Case of Behcet’s disease in 44-year-old patient with clinical presentation of papulopustular rash
A 44-year-old woman presented to the emergency department complaining of a papulopustular rash that had been present for one week. The rash had first emerged on her face and then spread to her lower legs. She also complained about ankle pain and odynophagia. Her medical history revealed that she had suffered from recurring bouts of mouth ulcers in the previous few years. She’d never experienced vaginal ulcers before. A papulopustular rash was seen on the patient’s face (Panel A) and lower legs during physical examination. When the patient lifted her lip, aphthous ulcers were visible on the inner lips and gingiva (Panel B). Ophthalmologic examination revealed no uveitis or retinal vasculitis. Antinuclear antibody, antineutrophil cytoplasmic antibody, HIV, syphilis, herpes simplex virus, and pregnancy tests all came back negative. The patient’s condition was secondary to Behcet’s disease.
Doctors did not refer the patient for a pathergy test. A pustular lesion on the right calf exhibited focal small-vessel vasculitis, according to a skin biopsy. According to the international criteria for Behçet’s disease, a diagnosis of probable Behçet’s disease was obtained. As shown in this patient, the skin signs of Behçet’s disease include erythema nodosum, pseudofolliculitis, acneiform nodules, and papulopustular lesions. The patient was started on glucocorticoids and colchicine. The rash had subsided after two months of observation.

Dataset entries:
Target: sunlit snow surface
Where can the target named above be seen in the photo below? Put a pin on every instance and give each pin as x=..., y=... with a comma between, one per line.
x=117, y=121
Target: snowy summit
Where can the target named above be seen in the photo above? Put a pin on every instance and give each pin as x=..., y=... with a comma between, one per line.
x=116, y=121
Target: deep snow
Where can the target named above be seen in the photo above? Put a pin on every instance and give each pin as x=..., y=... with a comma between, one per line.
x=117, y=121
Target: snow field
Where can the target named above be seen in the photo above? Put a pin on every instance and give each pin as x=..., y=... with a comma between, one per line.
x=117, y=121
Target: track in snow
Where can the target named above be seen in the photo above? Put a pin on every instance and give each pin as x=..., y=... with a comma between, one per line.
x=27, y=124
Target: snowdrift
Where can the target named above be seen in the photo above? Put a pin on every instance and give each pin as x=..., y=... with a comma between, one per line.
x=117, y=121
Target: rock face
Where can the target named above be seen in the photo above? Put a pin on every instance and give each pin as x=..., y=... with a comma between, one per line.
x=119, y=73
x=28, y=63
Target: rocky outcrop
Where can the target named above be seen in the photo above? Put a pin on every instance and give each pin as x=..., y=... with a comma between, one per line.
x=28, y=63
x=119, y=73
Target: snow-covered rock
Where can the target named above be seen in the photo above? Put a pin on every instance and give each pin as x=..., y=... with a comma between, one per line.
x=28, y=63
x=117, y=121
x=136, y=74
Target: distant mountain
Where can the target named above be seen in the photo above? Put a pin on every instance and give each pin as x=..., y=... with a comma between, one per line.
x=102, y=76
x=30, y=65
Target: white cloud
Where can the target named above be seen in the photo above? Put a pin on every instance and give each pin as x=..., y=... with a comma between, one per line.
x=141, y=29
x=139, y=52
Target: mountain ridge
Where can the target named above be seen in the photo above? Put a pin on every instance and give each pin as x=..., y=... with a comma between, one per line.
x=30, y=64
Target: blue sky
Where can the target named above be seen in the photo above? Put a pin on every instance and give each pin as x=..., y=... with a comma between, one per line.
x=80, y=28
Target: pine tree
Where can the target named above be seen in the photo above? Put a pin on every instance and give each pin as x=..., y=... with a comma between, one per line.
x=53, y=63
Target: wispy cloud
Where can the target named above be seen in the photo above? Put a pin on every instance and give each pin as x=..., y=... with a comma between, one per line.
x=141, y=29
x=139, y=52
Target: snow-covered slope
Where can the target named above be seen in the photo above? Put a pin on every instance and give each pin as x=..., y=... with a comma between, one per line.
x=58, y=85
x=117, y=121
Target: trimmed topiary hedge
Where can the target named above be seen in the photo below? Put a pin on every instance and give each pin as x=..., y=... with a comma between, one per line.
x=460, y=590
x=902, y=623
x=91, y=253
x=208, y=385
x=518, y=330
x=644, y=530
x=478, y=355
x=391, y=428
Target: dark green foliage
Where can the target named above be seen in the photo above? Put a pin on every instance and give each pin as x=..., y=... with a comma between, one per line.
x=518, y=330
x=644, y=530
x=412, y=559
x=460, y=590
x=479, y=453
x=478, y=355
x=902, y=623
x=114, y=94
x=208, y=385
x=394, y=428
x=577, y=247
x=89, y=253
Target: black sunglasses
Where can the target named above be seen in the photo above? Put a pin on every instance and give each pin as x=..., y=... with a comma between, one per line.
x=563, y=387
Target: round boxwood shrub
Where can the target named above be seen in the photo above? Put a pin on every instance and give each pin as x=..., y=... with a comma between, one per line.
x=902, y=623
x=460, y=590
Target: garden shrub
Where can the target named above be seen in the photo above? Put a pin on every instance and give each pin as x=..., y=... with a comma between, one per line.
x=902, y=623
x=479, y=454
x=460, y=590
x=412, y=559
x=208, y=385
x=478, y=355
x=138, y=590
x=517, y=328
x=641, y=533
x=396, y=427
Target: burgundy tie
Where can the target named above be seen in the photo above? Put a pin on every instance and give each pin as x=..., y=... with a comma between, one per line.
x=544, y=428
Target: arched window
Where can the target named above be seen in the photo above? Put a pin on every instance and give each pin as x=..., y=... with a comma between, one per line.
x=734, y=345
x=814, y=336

Problems to work on
- A) According to the case report, what did the skin biopsy of the pustular lesion on the right calf show?
- B) Please print the case report from "Doctors did not" up to and including "months of observation.".
The dataset entries are separate material, unrelated to the case report.

Answers by task
- A) Focal small-vessel vasculitis.

- B)
Doctors did not refer the patient for a pathergy test. A pustular lesion on the right calf exhibited focal small-vessel vasculitis, according to a skin biopsy. According to the international criteria for Behçet’s disease, a diagnosis of probable Behçet’s disease was obtained. As shown in this patient, the skin signs of Behçet’s disease include erythema nodosum, pseudofolliculitis, acneiform nodules, and papulopustular lesions. The patient was started on glucocorticoids and colchicine. The rash had subsided after two months of observation.